--- Selected excerpt Enclosed Below ---
Name: Wayne Holfeldt
Hometown: Albuquerque, New Mexico
Instrument: Violinist
Occupation: String teacher; retired account executive for Southern California Edison; ex-US Marine Corps interview manager
Affiliation: University of New Mexico, Arts-in-Medicine program
Quote: “I’ve played all across the United States. I’ve played Easter Passion Plays in Nashville and Handel’s Messiah in the High Desert. No matter where I go, there’s always a high demand not only for string teachers, but for string players.”

Holfeldt is one of several musicians who participate in the university’s nationally recognized Arts-in-Medicine program, one of the largest outreach programs of its kind in the United States. Throughout the year, the ten-year-old program hosts scores of what it calls “creative encounters” with staff, patients, and families.

“I think it’s something that’s truly needed, and you get a lot of satisfaction seeing people enjoying your playing,” Holfeldt says.

You can find him playing during the lunch hour, serenading patients, technicians, doctors, and OR nurses fresh from the operating room and clad in scrubs.
--- End of Enclosed Selected excerpt ---
--- Dataset entries Enclosed Below ---
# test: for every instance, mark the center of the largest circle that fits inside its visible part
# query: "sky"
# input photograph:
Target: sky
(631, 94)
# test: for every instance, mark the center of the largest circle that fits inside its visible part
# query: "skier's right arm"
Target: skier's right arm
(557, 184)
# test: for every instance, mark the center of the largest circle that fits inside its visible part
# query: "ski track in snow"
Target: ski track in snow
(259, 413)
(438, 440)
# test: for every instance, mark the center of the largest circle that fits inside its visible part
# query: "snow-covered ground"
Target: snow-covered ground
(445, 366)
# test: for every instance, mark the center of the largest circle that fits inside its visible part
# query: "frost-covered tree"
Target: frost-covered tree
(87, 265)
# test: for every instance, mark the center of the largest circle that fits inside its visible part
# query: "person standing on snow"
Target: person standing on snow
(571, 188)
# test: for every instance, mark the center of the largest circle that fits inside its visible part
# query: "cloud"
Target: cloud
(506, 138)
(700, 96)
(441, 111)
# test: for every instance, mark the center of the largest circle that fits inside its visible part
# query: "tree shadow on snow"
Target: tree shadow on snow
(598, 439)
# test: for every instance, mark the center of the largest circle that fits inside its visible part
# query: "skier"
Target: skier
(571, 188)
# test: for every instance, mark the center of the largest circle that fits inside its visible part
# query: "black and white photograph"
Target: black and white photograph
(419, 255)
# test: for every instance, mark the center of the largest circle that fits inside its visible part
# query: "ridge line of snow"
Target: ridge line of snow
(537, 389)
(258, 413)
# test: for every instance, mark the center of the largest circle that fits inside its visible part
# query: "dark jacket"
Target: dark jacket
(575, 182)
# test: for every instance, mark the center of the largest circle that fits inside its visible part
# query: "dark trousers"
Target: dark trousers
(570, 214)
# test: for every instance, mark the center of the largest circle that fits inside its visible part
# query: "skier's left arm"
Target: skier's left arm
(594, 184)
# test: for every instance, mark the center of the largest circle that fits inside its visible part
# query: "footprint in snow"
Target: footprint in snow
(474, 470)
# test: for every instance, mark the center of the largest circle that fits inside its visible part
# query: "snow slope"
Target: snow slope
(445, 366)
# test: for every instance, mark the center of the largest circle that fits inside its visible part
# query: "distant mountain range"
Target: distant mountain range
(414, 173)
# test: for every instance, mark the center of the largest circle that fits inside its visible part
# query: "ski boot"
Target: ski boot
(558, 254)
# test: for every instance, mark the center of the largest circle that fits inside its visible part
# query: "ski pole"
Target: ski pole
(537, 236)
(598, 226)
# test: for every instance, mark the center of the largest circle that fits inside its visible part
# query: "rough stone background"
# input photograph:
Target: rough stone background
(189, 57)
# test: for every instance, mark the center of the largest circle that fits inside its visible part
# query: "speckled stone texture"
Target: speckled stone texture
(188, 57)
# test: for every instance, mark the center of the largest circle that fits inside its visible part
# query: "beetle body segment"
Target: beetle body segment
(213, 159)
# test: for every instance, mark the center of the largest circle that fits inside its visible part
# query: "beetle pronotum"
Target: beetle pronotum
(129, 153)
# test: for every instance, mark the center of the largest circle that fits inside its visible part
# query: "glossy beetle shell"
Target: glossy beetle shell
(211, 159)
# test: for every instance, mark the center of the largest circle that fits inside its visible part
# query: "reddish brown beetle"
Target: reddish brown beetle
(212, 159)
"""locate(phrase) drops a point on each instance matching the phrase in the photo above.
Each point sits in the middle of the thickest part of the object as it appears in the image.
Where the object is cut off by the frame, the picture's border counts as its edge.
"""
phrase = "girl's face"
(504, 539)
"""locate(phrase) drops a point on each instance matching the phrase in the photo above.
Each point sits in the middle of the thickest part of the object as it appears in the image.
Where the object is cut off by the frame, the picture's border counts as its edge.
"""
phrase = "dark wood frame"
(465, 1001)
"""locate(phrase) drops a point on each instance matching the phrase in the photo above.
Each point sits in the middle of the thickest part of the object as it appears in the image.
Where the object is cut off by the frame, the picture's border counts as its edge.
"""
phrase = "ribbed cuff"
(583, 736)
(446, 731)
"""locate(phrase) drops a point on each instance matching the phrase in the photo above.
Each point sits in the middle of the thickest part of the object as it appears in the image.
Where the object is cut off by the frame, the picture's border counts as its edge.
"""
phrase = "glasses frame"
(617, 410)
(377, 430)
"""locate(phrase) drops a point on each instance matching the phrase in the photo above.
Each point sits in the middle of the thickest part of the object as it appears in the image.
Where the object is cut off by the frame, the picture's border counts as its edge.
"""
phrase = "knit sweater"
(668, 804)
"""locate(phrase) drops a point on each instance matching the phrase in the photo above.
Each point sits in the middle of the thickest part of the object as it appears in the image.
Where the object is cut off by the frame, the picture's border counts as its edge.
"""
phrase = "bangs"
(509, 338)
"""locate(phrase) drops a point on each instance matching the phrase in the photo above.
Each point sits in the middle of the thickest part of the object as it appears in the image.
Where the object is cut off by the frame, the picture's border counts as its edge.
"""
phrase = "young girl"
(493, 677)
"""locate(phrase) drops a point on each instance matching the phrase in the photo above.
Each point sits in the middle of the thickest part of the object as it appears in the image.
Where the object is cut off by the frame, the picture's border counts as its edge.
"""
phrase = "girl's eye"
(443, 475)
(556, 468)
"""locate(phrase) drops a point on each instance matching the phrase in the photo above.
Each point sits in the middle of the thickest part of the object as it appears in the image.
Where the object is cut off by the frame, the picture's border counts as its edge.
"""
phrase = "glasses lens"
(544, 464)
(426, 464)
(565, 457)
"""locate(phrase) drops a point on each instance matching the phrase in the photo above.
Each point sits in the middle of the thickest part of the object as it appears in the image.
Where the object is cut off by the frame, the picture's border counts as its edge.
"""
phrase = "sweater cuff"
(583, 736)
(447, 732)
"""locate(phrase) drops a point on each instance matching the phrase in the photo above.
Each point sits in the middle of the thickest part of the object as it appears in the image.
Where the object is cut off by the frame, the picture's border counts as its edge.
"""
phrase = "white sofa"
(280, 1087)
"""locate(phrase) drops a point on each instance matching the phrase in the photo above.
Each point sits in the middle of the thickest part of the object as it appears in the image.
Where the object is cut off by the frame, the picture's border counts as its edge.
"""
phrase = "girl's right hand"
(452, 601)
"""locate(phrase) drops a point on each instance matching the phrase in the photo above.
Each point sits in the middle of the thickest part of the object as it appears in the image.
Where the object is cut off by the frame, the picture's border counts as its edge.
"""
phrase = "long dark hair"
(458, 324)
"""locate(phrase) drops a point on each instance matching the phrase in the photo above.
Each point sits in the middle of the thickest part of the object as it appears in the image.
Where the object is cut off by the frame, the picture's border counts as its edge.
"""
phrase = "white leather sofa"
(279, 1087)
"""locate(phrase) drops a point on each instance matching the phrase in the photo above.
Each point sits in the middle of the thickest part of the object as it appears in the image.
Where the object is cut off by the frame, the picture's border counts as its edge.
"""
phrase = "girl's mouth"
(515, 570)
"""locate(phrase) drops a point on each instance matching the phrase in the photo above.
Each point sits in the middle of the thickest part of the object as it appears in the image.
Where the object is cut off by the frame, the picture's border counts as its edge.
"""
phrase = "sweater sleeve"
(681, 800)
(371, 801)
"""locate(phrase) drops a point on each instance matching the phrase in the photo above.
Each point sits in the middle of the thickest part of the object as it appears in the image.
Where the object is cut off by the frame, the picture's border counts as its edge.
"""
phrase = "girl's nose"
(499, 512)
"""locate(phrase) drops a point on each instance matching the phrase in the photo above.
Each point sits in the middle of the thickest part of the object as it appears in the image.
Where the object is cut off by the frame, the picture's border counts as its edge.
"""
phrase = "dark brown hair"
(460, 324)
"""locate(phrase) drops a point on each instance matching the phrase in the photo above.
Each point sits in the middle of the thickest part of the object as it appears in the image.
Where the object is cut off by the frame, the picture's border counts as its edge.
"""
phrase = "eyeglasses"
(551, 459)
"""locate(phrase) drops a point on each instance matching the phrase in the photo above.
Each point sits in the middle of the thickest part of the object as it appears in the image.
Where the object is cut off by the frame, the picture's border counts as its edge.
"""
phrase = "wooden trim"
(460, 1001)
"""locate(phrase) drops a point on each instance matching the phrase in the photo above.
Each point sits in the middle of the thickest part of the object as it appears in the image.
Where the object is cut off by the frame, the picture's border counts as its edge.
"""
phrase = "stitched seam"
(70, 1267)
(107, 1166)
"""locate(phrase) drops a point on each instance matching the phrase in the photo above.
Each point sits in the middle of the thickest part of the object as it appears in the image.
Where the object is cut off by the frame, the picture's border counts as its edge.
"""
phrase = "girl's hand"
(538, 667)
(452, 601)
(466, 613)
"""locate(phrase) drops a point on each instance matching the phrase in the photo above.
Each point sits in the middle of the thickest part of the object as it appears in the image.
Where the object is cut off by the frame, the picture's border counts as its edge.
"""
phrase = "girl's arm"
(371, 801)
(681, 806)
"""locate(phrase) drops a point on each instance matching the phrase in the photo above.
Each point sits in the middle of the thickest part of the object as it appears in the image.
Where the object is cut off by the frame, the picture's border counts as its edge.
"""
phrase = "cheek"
--- End of Enclosed Dataset entries ---
How to complete this task:
Answer these questions using the musician profile.
1. What is Wayne Holfeldt's hometown?
2. How old is the Arts-in-Medicine program?
3. At what time of day can Holfeldt be found playing?

Answer for the task:
1. Albuquerque, New Mexico
2. Ten years old
3. During the lunch hour